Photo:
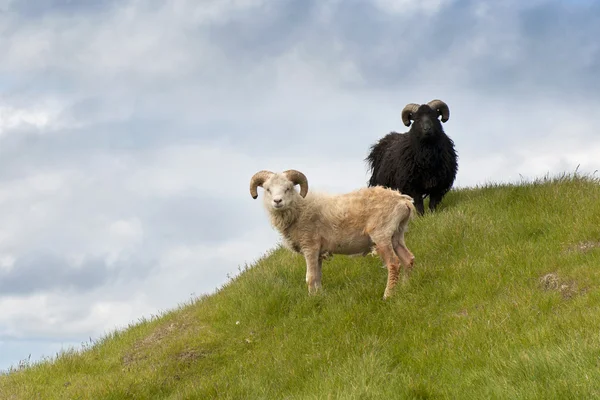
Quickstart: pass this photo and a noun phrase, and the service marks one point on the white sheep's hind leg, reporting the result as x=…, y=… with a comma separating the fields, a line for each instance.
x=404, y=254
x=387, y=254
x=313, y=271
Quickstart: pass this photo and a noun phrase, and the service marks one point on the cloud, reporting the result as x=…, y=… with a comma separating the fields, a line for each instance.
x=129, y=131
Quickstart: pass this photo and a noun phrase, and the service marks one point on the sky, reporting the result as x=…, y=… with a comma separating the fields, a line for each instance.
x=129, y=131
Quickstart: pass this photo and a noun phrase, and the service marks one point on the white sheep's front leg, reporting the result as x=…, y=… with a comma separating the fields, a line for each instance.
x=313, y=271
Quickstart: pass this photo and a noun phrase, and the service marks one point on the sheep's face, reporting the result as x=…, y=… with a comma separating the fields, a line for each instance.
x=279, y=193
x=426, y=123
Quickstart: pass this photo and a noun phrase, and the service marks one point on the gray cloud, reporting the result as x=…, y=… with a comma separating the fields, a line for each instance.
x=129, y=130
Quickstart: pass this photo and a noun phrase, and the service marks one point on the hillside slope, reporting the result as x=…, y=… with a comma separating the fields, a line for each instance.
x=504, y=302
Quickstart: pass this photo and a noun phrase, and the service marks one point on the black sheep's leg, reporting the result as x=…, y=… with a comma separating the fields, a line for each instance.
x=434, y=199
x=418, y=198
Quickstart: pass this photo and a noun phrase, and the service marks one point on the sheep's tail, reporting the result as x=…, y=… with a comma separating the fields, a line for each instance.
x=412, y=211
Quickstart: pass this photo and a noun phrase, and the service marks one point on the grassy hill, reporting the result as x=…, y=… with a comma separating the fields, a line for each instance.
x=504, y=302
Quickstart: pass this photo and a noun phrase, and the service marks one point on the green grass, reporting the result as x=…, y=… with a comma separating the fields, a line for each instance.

Given instruction | Format all of the data above as a JSON list of strings, one string per line, omitting blank lines and leaving out the pictures.

Output of the task |
[
  "Photo:",
  "Quickstart: pass this photo and a noun phrase, and the service marks one point on the white sheep's hind leg, reporting the result as x=…, y=… with a comma separating the fields, a line for each instance.",
  "x=404, y=254",
  "x=387, y=254",
  "x=313, y=271",
  "Quickstart: pass this photo and a noun phrase, and the service marks one point on the cloud, reporting the result as x=…, y=… with a comma separating the fields, a line for each instance.",
  "x=129, y=131",
  "Quickstart: pass this photo and a noun phrase, and the service marks one point on the sky, reporting the result as x=…, y=… with a comma separating the fields, a line for each instance.",
  "x=129, y=131",
  "Quickstart: pass this photo and a noun phrase, and the service marks one point on the white sheep's front leg, reporting the result as x=…, y=… with a comma separating the fields, a line for each instance.",
  "x=313, y=271",
  "Quickstart: pass this photo and a noun phrase, and the service marks one point on the sheep's face, reporting the result as x=…, y=… with a comma separating the fields, a line for each instance.",
  "x=279, y=193",
  "x=426, y=123",
  "Quickstart: pass this photo and a noun phrase, and the service marks one point on the gray cloud, reporting the result as x=…, y=… with a comma separating the fields, a line for each instance.",
  "x=129, y=130",
  "Quickstart: pass this photo and a noun phrase, and the service marks one point on the hillside slope, reporting the result as x=…, y=… with a comma separating the fields, a line for each instance.",
  "x=504, y=302",
  "Quickstart: pass this photo and a noun phrase, and the service marks one point on the black sheep's leg, reporting the result as x=…, y=… with a comma separating the fields, a line for each instance.",
  "x=434, y=199",
  "x=418, y=198",
  "Quickstart: pass this photo and a noun phrase, and the service marks one point on the sheep's tail, reporting the result as x=…, y=… with a comma separating the fields, a line for each instance.",
  "x=412, y=211",
  "Quickstart: pass this photo and a noun phrase, and the service marks one point on the grassy hill, reporting the result as x=…, y=… with a comma separating the fields, a line for each instance.",
  "x=504, y=302",
  "Quickstart: pass this photo and a noun phrase, and the service marks one point on the green grass, reporting the result as x=…, y=… with a comma separating the fields, a line for each instance."
]